# What the exercise asks
Print the lines below word for word, starting at the line with "Would you kindly indicate the navy" and ending with the line with "column 811, row 516", and include both of those lines.
[START Record set]
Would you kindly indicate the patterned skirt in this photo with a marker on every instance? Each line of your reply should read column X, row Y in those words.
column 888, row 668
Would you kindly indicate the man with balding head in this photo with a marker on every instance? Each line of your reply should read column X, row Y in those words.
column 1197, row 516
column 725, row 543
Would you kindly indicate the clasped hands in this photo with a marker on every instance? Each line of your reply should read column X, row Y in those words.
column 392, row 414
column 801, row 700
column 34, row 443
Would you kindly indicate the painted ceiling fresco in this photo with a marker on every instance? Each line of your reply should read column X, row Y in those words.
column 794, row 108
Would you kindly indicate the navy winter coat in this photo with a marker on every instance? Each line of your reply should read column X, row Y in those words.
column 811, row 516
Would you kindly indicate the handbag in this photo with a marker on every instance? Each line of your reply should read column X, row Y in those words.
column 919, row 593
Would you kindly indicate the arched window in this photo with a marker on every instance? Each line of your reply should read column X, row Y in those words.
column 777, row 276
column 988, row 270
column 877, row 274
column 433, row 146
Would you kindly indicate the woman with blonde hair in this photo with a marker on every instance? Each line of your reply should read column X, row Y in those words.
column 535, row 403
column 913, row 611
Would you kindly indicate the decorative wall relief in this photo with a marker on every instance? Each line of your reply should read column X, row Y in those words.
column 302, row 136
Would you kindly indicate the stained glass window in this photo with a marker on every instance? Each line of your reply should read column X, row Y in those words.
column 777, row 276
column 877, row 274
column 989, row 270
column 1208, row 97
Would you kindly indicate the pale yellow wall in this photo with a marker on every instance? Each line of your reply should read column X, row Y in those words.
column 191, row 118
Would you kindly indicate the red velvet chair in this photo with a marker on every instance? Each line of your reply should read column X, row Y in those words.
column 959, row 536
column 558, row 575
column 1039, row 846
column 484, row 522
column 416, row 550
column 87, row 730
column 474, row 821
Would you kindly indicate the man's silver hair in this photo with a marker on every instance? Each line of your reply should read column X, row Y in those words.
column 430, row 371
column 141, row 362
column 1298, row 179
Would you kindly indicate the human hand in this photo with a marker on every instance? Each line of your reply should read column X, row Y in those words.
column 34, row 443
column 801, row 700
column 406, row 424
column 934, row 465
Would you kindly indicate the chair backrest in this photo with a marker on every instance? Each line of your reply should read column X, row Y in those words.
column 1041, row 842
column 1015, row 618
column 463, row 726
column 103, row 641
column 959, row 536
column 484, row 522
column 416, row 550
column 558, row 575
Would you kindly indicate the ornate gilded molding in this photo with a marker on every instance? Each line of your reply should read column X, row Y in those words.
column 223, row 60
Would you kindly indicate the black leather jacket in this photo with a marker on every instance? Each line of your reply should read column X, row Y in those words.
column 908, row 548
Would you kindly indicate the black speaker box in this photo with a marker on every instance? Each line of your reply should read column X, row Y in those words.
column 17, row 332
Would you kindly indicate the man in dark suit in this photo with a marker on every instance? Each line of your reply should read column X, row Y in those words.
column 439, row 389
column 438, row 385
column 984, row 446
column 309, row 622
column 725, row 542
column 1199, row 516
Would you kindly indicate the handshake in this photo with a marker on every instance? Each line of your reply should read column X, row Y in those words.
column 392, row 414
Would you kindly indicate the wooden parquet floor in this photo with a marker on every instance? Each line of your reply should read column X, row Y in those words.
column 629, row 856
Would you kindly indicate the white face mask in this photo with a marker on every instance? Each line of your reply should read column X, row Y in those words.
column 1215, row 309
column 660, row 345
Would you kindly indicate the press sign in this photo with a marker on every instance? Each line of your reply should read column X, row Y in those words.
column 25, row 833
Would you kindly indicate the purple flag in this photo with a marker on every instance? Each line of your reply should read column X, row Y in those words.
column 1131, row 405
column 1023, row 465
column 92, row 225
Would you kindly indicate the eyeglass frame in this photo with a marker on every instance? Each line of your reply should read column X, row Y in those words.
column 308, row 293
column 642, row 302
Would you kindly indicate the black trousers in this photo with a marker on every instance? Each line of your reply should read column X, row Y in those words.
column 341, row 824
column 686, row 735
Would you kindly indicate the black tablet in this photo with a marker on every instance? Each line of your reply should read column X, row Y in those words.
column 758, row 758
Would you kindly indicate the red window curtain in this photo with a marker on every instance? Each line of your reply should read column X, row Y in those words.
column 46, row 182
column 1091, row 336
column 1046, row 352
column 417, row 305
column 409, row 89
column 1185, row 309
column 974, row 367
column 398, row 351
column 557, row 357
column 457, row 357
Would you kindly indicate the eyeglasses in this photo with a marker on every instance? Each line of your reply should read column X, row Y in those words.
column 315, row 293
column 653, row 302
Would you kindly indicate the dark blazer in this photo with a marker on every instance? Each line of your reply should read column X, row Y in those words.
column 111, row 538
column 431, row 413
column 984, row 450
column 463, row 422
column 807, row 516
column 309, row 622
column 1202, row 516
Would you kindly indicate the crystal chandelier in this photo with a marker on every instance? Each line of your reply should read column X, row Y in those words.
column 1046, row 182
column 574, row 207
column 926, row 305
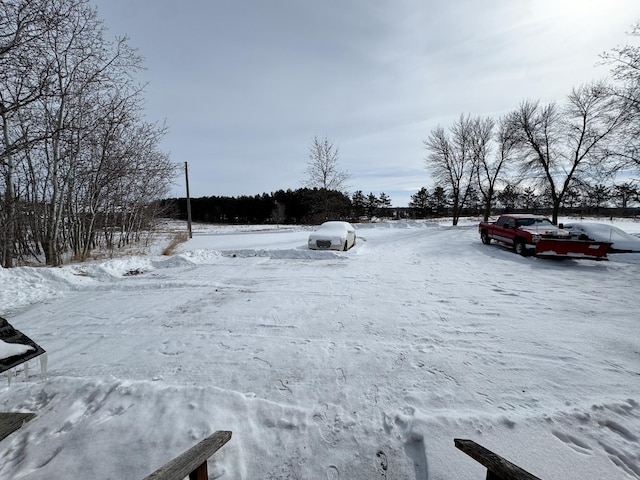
[END Record set]
# Output of the exercise
Would you kindly indicate the navy winter coat in this photo with a marker on every instance? Each line of your reply should read column X, row Y in those words.
column 811, row 516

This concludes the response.